• _DOCUMENT PASSAGE_:
+ + + +

Stories from the life of Hajiya Gambo Sawaba, one of northern Nigeria’s most important female political activists, who was born on this day in 1933, have become the stuff of folklore.
According to one, her fighting spirit was evident when, as a young girl growing up in northern Nigeria in the 1930s and 40s, she would always intervene in other children’s fights on the side of the loser, telling them: “I have bought this fight from you”, before carrying on the scuffle.
The fights came frequently, and her clothes would inevitably get torn. So, the story goes, in order to minimise the frequency with which she would have to replace her daughter’s damaged dresses, Sawaba’s mother, Malama Fatima, resorted to making them out of tarpaulin.
Whether or not this particular story was true, there was no denying that throughout her life, Sawaba never shied away from a fight, particularly when it was on the side of the downtrodden.
A teenage activist
Her story began on February 15, 1933.
In 1943, when she was 10 years old, her father died. Her mother died three years later and, soon after, at the age of 13, Sawaba was married to a second world war veteran named Abubakar Dan Sarkin. At 16, she gave birth to her only child, Bilikisu.
By the following year, her political activism had begun.
At the time, the British ruled over Nigeria using a system of Indirect Rule, whereby Native Authorities (NA) administered colonial policies in the 12 northern provinces through local emirs and district and village leaders.
The Northern Region was ruled by the conservative Northern Peoples’ Congress (NPC). But in 1950, a school teacher in Kano City called Malam Aminu Kano formed a new political party, Northern Elements Progressive Union (NEPU).

+ + + +

• _EXERCISE DATA_:
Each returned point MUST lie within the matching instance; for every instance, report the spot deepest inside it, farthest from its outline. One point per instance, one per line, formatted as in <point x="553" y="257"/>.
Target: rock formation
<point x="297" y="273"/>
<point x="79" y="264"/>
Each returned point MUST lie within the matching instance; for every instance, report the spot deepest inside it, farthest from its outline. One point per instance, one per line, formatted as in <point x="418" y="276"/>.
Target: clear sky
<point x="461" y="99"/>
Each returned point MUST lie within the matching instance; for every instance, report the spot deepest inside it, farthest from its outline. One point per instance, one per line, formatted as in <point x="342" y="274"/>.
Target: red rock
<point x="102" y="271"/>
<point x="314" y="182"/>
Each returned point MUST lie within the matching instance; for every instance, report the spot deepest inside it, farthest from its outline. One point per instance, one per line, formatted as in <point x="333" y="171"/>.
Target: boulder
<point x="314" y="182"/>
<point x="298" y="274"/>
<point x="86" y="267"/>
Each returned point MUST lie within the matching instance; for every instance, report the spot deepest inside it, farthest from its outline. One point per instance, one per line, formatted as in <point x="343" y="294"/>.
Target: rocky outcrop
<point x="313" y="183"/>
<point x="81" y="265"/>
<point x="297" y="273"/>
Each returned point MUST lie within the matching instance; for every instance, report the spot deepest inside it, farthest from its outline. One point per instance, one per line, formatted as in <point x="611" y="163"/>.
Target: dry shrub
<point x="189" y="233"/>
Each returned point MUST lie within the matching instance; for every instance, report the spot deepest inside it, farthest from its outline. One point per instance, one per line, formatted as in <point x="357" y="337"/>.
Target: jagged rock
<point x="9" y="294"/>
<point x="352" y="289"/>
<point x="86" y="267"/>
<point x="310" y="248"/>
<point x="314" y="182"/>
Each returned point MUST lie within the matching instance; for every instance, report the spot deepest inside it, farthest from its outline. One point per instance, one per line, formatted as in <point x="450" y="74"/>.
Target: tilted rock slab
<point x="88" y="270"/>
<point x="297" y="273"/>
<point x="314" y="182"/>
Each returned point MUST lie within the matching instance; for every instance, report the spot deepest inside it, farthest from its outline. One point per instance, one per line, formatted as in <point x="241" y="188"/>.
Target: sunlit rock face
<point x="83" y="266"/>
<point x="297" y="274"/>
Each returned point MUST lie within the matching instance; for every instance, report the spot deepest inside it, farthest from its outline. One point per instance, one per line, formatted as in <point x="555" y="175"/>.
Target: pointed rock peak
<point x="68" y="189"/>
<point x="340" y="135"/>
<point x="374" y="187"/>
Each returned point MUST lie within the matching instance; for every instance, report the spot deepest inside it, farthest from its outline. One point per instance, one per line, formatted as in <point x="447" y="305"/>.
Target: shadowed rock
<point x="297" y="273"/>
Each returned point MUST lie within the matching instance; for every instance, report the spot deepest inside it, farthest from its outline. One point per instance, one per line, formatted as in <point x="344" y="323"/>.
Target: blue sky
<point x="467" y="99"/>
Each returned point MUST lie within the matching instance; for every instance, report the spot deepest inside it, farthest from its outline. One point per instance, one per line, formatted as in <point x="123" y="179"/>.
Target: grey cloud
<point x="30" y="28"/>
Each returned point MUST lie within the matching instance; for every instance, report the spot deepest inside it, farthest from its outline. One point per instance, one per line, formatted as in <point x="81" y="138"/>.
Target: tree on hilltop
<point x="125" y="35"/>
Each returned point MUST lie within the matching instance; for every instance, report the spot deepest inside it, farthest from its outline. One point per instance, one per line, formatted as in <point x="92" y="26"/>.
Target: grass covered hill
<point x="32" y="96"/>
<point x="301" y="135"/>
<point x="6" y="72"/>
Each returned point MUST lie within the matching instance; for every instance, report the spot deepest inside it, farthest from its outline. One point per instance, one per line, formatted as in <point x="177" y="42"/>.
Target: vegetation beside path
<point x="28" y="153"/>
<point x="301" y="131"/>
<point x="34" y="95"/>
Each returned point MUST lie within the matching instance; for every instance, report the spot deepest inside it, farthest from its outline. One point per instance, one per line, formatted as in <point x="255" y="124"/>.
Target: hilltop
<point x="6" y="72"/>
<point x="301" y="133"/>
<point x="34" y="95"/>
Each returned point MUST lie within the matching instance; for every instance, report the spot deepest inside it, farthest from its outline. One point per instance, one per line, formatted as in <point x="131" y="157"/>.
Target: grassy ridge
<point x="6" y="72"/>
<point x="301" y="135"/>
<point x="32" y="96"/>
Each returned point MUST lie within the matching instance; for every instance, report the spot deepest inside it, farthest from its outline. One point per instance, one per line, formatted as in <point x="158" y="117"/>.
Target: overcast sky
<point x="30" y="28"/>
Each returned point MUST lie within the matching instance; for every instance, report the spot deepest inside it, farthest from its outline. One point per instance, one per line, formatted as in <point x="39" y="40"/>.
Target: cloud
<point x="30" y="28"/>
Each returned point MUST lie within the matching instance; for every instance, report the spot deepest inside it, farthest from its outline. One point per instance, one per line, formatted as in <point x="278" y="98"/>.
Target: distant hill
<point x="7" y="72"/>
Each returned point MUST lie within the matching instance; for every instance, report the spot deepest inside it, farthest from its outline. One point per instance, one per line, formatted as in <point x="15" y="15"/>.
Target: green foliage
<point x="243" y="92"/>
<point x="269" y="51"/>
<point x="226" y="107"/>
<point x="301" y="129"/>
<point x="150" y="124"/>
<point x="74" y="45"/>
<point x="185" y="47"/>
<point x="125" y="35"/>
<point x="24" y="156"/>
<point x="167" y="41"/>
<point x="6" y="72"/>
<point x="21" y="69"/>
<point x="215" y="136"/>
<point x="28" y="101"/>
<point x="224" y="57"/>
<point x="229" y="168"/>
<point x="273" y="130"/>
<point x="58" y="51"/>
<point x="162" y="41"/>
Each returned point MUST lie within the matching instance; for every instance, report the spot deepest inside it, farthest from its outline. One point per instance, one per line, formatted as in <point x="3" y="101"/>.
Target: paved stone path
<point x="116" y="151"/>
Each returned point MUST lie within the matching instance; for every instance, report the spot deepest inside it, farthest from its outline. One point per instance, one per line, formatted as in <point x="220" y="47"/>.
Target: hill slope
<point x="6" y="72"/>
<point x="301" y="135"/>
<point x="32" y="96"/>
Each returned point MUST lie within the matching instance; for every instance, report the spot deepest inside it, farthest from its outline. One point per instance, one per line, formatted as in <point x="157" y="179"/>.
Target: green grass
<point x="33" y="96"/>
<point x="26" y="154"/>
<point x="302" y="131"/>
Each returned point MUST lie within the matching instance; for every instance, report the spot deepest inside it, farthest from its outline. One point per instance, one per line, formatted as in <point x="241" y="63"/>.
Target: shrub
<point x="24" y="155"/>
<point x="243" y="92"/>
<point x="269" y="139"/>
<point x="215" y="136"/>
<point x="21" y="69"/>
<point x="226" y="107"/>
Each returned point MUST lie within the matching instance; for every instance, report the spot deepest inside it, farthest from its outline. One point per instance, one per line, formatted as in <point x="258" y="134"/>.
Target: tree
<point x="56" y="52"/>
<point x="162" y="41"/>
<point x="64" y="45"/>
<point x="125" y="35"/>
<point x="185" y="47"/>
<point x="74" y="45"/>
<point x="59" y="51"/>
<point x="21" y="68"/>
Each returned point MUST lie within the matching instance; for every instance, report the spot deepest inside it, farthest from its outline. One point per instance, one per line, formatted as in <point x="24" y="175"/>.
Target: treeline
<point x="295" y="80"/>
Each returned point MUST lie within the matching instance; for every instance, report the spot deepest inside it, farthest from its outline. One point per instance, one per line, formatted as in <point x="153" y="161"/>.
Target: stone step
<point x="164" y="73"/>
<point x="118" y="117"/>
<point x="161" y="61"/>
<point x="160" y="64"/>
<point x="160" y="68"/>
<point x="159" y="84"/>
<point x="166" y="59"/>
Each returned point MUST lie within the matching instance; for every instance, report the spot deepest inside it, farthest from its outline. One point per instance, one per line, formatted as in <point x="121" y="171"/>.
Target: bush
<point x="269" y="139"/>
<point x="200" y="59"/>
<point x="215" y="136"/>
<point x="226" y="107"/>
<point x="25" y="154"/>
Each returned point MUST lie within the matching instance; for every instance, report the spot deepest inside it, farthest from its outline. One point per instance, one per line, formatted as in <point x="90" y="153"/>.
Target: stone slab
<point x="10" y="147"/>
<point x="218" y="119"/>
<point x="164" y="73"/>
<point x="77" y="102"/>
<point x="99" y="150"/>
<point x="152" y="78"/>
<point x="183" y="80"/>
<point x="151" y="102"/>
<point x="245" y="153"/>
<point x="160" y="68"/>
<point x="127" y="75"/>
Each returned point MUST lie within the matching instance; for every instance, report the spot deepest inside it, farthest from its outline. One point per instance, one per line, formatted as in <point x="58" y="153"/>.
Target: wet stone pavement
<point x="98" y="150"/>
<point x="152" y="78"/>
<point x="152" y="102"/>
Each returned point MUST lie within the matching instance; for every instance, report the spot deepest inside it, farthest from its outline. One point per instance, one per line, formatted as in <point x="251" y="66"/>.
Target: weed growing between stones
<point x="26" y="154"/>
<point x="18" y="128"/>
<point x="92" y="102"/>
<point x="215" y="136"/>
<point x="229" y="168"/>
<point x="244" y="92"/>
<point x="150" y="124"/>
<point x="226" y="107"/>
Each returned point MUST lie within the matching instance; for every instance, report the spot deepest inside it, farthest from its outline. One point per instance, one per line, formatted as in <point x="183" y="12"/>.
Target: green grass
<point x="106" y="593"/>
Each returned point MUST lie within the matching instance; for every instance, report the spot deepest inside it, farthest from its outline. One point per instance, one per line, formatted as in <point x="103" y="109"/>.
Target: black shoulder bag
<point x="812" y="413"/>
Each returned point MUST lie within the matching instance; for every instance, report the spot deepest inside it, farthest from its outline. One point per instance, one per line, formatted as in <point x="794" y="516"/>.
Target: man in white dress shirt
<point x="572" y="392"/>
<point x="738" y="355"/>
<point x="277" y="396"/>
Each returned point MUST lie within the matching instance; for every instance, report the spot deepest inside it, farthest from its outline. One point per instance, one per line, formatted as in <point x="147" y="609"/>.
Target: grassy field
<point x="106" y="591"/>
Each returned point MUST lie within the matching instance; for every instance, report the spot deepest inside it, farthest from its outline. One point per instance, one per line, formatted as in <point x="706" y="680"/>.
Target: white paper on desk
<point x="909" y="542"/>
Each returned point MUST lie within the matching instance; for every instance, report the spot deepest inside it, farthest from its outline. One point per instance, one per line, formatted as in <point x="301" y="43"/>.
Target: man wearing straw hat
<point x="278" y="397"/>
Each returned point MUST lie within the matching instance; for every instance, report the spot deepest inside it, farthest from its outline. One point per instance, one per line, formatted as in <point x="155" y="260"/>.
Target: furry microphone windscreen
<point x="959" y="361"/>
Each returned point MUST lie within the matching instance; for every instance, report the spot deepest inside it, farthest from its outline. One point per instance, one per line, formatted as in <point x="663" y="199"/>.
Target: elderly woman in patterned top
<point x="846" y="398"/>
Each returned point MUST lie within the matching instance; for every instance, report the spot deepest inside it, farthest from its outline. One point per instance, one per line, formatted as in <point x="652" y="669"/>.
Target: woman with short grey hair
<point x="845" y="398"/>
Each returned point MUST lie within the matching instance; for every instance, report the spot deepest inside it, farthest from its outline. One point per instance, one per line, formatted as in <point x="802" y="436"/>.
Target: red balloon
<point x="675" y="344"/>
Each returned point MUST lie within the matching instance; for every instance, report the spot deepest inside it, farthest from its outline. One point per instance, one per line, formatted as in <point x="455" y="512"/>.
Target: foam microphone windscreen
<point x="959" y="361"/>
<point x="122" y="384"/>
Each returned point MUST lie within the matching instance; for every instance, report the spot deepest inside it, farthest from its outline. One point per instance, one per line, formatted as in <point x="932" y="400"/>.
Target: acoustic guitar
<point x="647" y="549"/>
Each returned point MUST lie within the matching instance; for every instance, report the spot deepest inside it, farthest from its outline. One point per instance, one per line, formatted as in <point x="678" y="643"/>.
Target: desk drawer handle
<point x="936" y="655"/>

+ + + +

• _YOUR GOAL_:
Copy the passage about Hajiya Gambo Sawaba from the words "Stories from the" through "on the scuffle.", renaming "northern Nigeria" to "the north of Nigeria" at every occurrence.

• _EXERCISE SOLUTION_:
Stories from the life of Hajiya Gambo Sawaba, one of the north of Nigeria’s most important female political activists, who was born on this day in 1933, have become the stuff of folklore.
According to one, her fighting spirit was evident when, as a young girl growing up in the north of Nigeria in the 1930s and 40s, she would always intervene in other children’s fights on the side of the loser, telling them: “I have bought this fight from you”, before carrying on the scuffle.